Tasks for this exercise:
1. How would you render this sentence from the interview excerpt below in French: "Pauli wrote a reply to that, which was published."?
2. Can you reproduce the interview excerpt below word for word, starting with "The point is, since" and going on through "month or two?"?

Selected text:
= Beginning of Section =
I don’t think I kept that. I have a few letters from Pauli, but not from the early days, I think. That I could easily look up; I do have some later ones. I think I have somewhere, but that may take some finding, correspondence with Ehrenfest. You remember that Ehrenfest then wrote a paper called “Einige die Quantenmechanik betreffende Erkundigungsfragen,” or something like that, where he raised some questions about why he thought the interpretation of the structure of the quantum theory wasn’t clear and asked for views. Pauli wrote a reply to that, which was published. Well, I then wrote somewhat privately to Ehrenfest trying to make some points not contained in Pauli’s paper. I think probably this was during vacation when Pauli and I weren’t in the same place, I didn’t know Pauli had written and so I wrote some comments on the Ehrenfest thing, and I had a reply from him. Whether I have kept that, and whether I can still find it, I don’t know.

Heilbron:

That would be of interest.

Peierls:

The point is, since the end of the war, I’ve had a secretary in the office, and I kept correspondence fairly tidily. In fact, so much so, that I now have the problem of what to do with it all when I move to Oxford. But in those early days, I don’t think I kept very much.

Heilbron:

Well, if it should so develop that you did, we would be most interested in obtaining copies of them if we could.

Peierls:

I can look in one or two places very easily; beyond that things are most likely to come to light when I pack up to go to Oxford. Would that still be useful; that would be maybe in a month or two?
= End of Section =
Source data:
= Beginning of Section =
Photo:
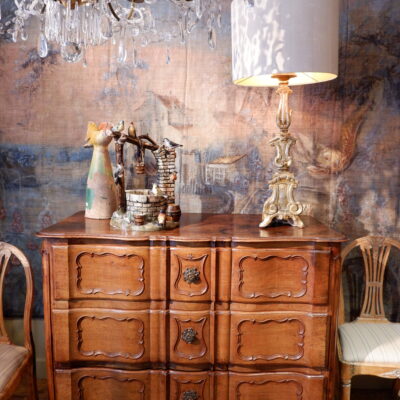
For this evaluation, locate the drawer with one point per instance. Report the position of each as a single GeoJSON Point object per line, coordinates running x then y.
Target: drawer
{"type": "Point", "coordinates": [276, 386]}
{"type": "Point", "coordinates": [104, 336]}
{"type": "Point", "coordinates": [189, 386]}
{"type": "Point", "coordinates": [102, 272]}
{"type": "Point", "coordinates": [280, 275]}
{"type": "Point", "coordinates": [190, 274]}
{"type": "Point", "coordinates": [190, 338]}
{"type": "Point", "coordinates": [108, 384]}
{"type": "Point", "coordinates": [289, 338]}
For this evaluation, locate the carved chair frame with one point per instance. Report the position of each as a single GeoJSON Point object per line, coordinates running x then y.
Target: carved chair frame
{"type": "Point", "coordinates": [27, 367]}
{"type": "Point", "coordinates": [375, 251]}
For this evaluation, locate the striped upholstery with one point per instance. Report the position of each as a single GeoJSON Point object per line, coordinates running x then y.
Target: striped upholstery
{"type": "Point", "coordinates": [370, 343]}
{"type": "Point", "coordinates": [10, 358]}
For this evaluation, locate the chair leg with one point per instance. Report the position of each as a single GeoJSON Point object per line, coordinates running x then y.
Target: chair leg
{"type": "Point", "coordinates": [31, 375]}
{"type": "Point", "coordinates": [396, 389]}
{"type": "Point", "coordinates": [345, 390]}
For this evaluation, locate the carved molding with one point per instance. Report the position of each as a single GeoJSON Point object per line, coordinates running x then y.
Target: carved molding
{"type": "Point", "coordinates": [203, 348]}
{"type": "Point", "coordinates": [127, 292]}
{"type": "Point", "coordinates": [274, 293]}
{"type": "Point", "coordinates": [298, 386]}
{"type": "Point", "coordinates": [94, 353]}
{"type": "Point", "coordinates": [180, 392]}
{"type": "Point", "coordinates": [201, 283]}
{"type": "Point", "coordinates": [270, 357]}
{"type": "Point", "coordinates": [141, 391]}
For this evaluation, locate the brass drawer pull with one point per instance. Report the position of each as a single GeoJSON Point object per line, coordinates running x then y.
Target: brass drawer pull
{"type": "Point", "coordinates": [190, 395]}
{"type": "Point", "coordinates": [191, 275]}
{"type": "Point", "coordinates": [189, 335]}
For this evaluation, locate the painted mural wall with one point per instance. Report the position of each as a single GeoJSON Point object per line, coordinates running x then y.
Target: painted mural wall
{"type": "Point", "coordinates": [347, 131]}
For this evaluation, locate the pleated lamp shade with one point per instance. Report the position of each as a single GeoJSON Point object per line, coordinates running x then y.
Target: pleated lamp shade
{"type": "Point", "coordinates": [284, 37]}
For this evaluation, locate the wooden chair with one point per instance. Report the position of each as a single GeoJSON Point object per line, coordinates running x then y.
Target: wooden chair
{"type": "Point", "coordinates": [16, 361]}
{"type": "Point", "coordinates": [370, 345]}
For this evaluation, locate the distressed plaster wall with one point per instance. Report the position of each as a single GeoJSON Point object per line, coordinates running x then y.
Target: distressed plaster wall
{"type": "Point", "coordinates": [348, 130]}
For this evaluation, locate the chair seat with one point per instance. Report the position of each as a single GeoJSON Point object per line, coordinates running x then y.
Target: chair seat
{"type": "Point", "coordinates": [11, 358]}
{"type": "Point", "coordinates": [370, 343]}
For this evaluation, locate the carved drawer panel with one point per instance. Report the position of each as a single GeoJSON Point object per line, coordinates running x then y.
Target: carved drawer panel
{"type": "Point", "coordinates": [189, 386]}
{"type": "Point", "coordinates": [99, 384]}
{"type": "Point", "coordinates": [103, 336]}
{"type": "Point", "coordinates": [190, 274]}
{"type": "Point", "coordinates": [99, 271]}
{"type": "Point", "coordinates": [190, 338]}
{"type": "Point", "coordinates": [275, 386]}
{"type": "Point", "coordinates": [278, 338]}
{"type": "Point", "coordinates": [280, 275]}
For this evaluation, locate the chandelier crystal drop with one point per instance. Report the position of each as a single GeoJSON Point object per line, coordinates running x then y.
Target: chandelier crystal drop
{"type": "Point", "coordinates": [75, 25]}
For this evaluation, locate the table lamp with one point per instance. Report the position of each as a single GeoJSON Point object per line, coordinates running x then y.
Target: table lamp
{"type": "Point", "coordinates": [282, 43]}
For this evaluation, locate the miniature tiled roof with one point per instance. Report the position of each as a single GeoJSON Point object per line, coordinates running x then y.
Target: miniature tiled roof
{"type": "Point", "coordinates": [228, 159]}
= End of Section =
Exercise answers:
1. Pauli a écrit une réponse à cela, qui a été publiée.

2.
The point is, since the end of the war, I’ve had a secretary in the office, and I kept correspondence fairly tidily. In fact, so much so, that I now have the problem of what to do with it all when I move to Oxford. But in those early days, I don’t think I kept very much.

Heilbron:

Well, if it should so develop that you did, we would be most interested in obtaining copies of them if we could.

Peierls:

I can look in one or two places very easily; beyond that things are most likely to come to light when I pack up to go to Oxford. Would that still be useful; that would be maybe in a month or two?